| SELECTED PASSAGE |
Kiss Kiss Bang Bang (2005)

***½/****
starring Robert Downey Jr., Val Kilmer, Michelle Monaghan, Corbin Bernsen
written and directed by Shane Black

Kisskissbangbangby Walter Chaw The same kind of movie as Doug Liman's Mr. and Mrs. Smith but more so, Kiss Kiss, Bang Bang marks the hyphenate debut of star screenwriter Shane Black, and it's the kind of movie his Last Action Hero would have been had they aimed it at adults (and cast actors). A meta-exercise taken to plucky, insouciant excess, Kiss Kiss, Bang Bang is nihilistic, misanthropic, and it just might hate its audience a little, but damn if it doesn't wash out as something as exhilaratingly lawless as Sin City and recklessly experimental as Rian Johnson's Brick (two other examples of noir's recent extreme makeover). Though it's not shy in its one agonizing scene of gore, the picture seems more concerned about the way we assimilate–and anticipate–sex and violence at the movies.

| REQUIRED TASKS |
1. Decide whether each statement below agrees with the review of Kiss Kiss Bang Bang. Answer yes or no for each, and quote the words of the review that decide it. (a) Shane Black both wrote and directed the film. (b) The review says the film avoids showing any gore. (c) Michelle Monaghan is in the cast.
2. Rewrite the part of the Kiss Kiss Bang Bang review starting at "Kisskissbangbangby Walter Chaw The" and ending at "at the movies.", with "Sin City" swapped for "Pulp Fiction".
3. Keep writing the Kiss Kiss Bang Bang review from the point where it stops.

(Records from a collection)
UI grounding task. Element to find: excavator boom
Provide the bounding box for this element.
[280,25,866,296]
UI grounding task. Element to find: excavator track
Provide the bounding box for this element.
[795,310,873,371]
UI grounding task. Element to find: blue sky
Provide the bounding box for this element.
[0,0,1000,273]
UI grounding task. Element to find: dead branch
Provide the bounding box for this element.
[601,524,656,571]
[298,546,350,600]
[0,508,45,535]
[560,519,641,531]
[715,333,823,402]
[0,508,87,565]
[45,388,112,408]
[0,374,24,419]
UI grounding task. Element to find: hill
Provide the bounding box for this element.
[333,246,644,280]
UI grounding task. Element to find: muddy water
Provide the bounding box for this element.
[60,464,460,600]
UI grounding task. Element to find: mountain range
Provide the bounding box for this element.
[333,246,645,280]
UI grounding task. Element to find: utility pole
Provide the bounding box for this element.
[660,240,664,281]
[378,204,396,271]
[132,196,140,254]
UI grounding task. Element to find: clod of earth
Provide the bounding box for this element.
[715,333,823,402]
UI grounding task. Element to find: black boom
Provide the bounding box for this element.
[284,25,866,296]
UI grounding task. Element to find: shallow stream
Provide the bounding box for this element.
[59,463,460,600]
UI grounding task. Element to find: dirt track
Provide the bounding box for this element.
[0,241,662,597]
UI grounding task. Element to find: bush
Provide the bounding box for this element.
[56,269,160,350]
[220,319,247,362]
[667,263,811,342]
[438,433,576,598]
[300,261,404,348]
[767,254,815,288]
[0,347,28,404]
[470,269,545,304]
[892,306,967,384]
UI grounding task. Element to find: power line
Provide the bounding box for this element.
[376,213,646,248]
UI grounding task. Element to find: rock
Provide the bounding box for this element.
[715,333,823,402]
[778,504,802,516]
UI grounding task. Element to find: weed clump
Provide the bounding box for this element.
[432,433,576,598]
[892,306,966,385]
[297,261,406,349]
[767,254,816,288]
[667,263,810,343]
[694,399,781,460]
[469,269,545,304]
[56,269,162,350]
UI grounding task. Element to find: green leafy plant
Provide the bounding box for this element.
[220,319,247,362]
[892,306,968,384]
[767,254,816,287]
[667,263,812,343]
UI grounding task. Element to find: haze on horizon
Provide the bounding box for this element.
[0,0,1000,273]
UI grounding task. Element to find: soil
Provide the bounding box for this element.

| THE RESPONSES |
1.
(a) Yes: "written and directed by Shane Black"
(b) No: "it's not shy in its one agonizing scene of gore"
(c) Yes: "starring Robert Downey Jr., Val Kilmer, Michelle Monaghan, Corbin Bernsen"

2.
Kisskissbangbangby Walter Chaw The same kind of movie as Doug Liman's Mr. and Mrs. Smith but more so, Kiss Kiss, Bang Bang marks the hyphenate debut of star screenwriter Shane Black, and it's the kind of movie his Last Action Hero would have been had they aimed it at adults (and cast actors). A meta-exercise taken to plucky, insouciant excess, Kiss Kiss, Bang Bang is nihilistic, misanthropic, and it just might hate its audience a little, but damn if it doesn't wash out as something as exhilaratingly lawless as Pulp Fiction and recklessly experimental as Rian Johnson's Brick (two other examples of noir's recent extreme makeover). Though it's not shy in its one agonizing scene of gore, the picture seems more concerned about the way we assimilate–and anticipate–sex and violence at the movies.

3.
The treatment of the most well-traveled corpse since Harry's, for example, undermines the necrophilia at the end of Bad Boys II by tying it to an idea of how young women are used up in Hollywood. A scene in a bar early on where reluctant, soft-boiled, anti-heroic faux-detective Harry (Robert Downey Jr.) woos his femme fatale Harmony (Michelle Monaghan, in–finally–a star-making turn) by mocking the other patrons is introduced with Harmony pointing to a woman in her mid-thirties she identifies as pathetic because she still harbours dreams of making it in Tinsel Town. The last shot of the film would be incomprehensible but for a memory of this "over-the-hill" unfortunate, creating a fascinating subtext for what by all rights seems a misogynistic picture paying tribute to a misogynistic genre. It's something that, when taken with Harry's attempts to show women respect, makes of Kiss Kiss, Bang Bang a boy's movie that's actually interested in teaching boys, at the least, how their actions impact women.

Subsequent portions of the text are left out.